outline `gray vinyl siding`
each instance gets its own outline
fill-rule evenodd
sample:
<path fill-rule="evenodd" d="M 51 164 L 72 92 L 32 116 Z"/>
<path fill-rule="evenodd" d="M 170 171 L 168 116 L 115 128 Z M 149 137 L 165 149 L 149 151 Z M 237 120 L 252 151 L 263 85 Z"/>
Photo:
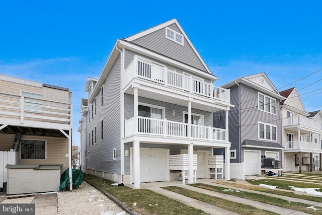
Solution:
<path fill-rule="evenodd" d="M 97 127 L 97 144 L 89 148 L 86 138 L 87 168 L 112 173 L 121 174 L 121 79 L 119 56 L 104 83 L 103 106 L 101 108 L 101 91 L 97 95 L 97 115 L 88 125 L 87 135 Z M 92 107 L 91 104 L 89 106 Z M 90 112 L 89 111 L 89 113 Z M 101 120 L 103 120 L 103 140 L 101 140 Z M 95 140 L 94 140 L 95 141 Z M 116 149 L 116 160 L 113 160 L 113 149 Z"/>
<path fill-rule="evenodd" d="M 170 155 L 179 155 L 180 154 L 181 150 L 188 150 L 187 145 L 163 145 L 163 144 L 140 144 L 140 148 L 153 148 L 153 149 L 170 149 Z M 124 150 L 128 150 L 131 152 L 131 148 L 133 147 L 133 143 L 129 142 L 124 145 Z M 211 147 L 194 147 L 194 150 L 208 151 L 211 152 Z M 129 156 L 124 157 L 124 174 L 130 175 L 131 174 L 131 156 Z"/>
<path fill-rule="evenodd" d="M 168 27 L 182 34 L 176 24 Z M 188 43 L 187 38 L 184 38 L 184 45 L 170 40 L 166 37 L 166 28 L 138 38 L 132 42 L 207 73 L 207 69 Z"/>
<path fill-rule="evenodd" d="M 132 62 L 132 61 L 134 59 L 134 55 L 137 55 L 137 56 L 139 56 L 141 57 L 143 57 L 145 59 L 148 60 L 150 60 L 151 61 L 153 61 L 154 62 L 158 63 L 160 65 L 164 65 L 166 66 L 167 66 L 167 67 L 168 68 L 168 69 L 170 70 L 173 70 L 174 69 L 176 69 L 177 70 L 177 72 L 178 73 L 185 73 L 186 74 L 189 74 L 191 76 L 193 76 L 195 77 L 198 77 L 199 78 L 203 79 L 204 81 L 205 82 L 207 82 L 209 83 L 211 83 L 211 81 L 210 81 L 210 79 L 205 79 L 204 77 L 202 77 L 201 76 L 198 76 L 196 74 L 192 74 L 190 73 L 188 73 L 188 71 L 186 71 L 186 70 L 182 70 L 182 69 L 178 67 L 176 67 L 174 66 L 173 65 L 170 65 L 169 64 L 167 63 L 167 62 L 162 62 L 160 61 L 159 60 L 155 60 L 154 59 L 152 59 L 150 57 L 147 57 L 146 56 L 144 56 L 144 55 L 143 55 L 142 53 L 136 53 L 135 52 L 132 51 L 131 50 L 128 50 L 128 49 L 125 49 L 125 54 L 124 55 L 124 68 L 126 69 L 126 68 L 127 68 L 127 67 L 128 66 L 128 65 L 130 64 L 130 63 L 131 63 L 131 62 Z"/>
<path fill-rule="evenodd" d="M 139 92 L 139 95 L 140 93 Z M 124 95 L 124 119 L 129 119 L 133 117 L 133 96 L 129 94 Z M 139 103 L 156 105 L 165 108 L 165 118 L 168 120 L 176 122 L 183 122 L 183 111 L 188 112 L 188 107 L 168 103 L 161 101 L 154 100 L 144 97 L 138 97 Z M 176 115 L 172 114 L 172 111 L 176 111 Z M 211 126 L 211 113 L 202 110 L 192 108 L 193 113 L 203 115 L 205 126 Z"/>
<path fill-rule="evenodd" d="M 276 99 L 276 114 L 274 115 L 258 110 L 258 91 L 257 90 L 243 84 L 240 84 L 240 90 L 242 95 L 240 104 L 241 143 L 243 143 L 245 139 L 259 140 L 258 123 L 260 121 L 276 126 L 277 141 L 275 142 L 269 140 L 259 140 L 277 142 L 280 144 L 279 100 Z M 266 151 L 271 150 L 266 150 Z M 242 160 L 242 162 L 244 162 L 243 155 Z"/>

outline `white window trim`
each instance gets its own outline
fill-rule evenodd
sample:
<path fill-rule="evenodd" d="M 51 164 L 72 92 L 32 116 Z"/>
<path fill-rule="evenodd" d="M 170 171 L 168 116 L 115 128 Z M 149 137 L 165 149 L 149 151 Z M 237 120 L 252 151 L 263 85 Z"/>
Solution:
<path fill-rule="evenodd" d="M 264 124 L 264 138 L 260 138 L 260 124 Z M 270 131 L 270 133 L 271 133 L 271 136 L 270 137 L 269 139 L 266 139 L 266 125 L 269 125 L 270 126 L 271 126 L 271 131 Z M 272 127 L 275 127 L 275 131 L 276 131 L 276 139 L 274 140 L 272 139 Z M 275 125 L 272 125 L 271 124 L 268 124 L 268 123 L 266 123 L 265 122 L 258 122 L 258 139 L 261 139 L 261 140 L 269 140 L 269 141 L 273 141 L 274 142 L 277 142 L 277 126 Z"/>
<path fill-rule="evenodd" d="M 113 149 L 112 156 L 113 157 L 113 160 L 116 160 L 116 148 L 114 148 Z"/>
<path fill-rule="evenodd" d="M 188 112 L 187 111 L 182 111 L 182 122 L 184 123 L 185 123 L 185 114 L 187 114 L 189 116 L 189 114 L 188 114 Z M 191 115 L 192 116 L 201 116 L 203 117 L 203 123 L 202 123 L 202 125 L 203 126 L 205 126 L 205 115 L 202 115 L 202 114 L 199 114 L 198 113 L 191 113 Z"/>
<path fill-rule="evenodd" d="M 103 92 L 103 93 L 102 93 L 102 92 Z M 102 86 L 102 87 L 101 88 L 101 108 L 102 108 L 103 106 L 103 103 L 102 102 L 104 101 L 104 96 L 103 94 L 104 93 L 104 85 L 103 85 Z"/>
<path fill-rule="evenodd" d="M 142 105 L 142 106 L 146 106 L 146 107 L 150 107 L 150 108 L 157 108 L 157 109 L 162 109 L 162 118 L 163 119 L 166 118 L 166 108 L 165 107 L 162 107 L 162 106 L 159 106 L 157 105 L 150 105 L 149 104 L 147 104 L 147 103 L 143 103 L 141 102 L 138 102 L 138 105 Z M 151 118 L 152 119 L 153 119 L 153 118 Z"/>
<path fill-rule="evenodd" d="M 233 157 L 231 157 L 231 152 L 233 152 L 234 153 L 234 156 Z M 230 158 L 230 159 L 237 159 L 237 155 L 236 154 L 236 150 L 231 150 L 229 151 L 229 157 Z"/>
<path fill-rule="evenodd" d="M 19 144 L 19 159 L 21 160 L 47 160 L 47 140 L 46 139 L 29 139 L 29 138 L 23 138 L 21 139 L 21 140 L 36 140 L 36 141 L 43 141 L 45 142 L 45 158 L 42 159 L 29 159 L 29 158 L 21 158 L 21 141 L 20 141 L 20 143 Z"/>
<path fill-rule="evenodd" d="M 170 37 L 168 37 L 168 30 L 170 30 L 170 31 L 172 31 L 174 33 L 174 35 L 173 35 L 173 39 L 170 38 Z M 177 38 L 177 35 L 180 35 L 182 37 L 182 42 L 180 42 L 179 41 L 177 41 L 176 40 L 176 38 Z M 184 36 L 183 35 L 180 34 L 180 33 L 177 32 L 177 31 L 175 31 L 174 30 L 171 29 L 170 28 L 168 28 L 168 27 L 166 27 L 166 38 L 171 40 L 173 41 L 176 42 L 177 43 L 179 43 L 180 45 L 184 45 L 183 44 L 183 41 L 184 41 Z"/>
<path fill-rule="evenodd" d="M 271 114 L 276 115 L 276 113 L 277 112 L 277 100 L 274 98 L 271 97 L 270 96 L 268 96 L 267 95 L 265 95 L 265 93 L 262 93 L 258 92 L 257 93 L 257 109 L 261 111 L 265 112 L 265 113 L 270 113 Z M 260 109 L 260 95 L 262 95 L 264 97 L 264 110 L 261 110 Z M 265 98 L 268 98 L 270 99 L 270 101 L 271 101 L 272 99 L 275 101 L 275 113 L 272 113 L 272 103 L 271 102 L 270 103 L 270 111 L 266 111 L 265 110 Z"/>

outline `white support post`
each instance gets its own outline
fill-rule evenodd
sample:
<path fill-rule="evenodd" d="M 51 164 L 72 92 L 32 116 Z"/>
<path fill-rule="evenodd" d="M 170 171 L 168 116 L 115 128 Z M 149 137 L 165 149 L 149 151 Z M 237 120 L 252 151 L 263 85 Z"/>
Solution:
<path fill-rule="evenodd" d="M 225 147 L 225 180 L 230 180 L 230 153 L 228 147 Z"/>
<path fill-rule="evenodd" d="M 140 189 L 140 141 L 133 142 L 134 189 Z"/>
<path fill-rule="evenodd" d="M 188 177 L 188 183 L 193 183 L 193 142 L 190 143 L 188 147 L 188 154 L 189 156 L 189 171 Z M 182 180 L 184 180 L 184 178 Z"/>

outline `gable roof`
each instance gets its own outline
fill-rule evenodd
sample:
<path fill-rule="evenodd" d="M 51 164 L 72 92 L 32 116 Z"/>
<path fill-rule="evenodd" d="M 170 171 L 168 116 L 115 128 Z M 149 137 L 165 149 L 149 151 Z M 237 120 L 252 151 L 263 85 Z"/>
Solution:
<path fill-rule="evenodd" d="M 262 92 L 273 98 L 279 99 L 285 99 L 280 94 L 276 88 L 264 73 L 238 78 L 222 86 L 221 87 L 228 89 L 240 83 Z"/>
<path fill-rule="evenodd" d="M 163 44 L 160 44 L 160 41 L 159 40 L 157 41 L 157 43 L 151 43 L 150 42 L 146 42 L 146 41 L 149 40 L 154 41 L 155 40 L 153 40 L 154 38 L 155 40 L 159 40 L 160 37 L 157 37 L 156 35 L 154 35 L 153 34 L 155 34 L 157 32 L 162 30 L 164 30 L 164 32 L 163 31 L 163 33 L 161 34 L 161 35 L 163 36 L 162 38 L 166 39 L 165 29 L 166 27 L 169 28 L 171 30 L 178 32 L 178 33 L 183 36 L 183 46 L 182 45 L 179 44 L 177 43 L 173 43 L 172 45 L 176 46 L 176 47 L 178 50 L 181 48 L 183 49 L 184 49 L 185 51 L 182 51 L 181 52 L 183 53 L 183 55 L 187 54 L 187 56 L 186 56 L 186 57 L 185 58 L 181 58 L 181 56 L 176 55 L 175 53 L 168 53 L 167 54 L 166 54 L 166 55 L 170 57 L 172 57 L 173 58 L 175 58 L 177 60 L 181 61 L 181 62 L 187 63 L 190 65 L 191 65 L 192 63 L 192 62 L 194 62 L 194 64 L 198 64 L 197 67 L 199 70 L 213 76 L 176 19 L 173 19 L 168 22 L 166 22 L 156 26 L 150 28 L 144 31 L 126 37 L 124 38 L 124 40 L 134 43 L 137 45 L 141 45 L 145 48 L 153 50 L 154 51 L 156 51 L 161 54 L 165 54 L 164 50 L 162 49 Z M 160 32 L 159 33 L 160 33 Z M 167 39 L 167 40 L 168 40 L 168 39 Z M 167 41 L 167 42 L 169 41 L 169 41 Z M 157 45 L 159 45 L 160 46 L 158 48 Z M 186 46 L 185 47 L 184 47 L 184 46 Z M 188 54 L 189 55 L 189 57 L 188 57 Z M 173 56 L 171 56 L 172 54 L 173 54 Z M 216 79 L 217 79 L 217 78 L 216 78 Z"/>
*-*-*
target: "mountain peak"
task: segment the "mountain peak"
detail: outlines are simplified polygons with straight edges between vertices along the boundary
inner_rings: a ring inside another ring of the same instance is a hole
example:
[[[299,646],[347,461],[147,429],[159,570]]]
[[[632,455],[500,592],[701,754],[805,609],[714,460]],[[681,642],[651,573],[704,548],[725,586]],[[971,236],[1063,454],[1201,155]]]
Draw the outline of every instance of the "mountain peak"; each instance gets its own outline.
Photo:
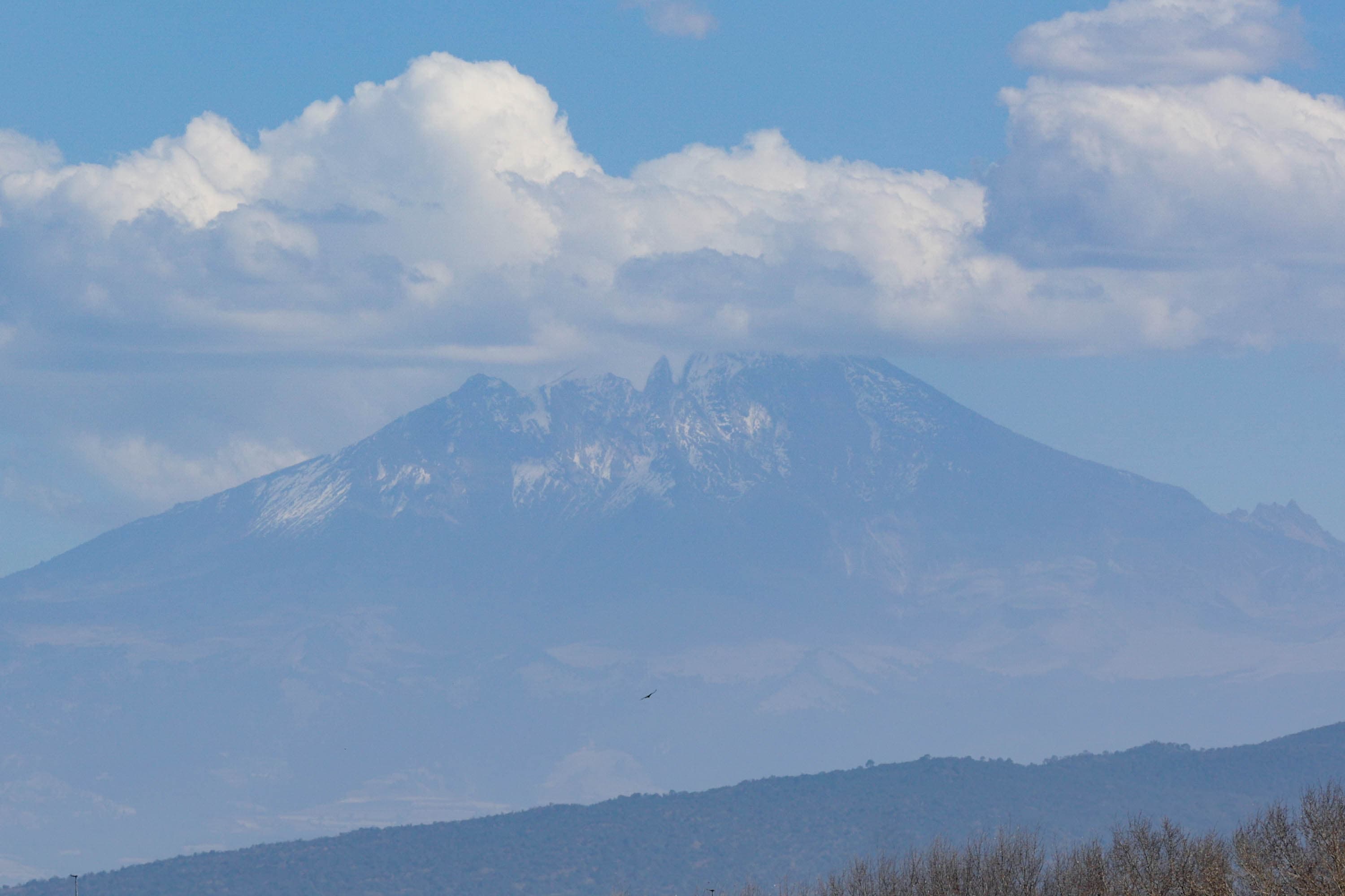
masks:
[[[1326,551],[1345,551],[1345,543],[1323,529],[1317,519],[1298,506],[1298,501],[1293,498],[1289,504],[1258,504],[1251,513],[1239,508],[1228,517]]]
*-*-*
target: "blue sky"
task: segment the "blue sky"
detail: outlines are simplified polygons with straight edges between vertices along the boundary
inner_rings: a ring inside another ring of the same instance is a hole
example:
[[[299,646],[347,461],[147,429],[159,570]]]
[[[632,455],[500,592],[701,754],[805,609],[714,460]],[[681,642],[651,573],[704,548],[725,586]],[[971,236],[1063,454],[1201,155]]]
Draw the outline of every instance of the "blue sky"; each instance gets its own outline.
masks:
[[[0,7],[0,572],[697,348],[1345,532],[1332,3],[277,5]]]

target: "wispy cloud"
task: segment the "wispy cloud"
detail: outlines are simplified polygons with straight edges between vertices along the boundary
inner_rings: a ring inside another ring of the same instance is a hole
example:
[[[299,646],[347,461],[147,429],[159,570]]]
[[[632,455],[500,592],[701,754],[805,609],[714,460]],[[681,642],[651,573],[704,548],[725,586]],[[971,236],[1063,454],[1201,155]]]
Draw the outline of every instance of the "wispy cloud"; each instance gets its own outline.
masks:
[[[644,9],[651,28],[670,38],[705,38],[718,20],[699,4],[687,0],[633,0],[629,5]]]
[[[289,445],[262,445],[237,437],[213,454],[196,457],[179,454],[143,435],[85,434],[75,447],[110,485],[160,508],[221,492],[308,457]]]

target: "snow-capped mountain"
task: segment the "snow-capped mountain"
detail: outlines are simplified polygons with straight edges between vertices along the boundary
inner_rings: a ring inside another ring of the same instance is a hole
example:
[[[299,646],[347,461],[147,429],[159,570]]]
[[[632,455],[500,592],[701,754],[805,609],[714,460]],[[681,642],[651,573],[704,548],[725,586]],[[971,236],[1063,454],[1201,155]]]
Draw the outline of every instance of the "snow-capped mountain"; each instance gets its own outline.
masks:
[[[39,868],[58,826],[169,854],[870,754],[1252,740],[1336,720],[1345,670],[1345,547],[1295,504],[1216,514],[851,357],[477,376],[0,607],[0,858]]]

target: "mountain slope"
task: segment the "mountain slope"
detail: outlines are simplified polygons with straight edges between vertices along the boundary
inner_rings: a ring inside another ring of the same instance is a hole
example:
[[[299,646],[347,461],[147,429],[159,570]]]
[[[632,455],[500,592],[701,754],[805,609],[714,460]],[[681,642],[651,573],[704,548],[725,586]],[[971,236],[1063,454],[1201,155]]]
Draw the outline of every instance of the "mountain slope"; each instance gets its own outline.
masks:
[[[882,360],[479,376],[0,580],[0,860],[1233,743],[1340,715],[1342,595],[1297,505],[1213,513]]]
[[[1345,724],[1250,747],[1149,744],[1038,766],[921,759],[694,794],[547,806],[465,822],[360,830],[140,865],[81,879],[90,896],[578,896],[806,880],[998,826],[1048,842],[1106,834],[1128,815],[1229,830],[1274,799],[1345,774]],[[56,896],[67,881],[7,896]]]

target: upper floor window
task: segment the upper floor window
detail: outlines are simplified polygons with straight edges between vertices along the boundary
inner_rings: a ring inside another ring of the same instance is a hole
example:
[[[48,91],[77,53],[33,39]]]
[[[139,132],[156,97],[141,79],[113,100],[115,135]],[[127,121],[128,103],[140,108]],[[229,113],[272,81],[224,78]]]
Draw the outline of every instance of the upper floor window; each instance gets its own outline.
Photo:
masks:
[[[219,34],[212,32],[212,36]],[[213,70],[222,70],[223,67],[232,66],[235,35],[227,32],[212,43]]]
*-*-*
→ REQUIREMENTS:
Please count the lines in the listing above that contain the word "slope", and reply with that number alone.

→ EXERCISE RESULT:
3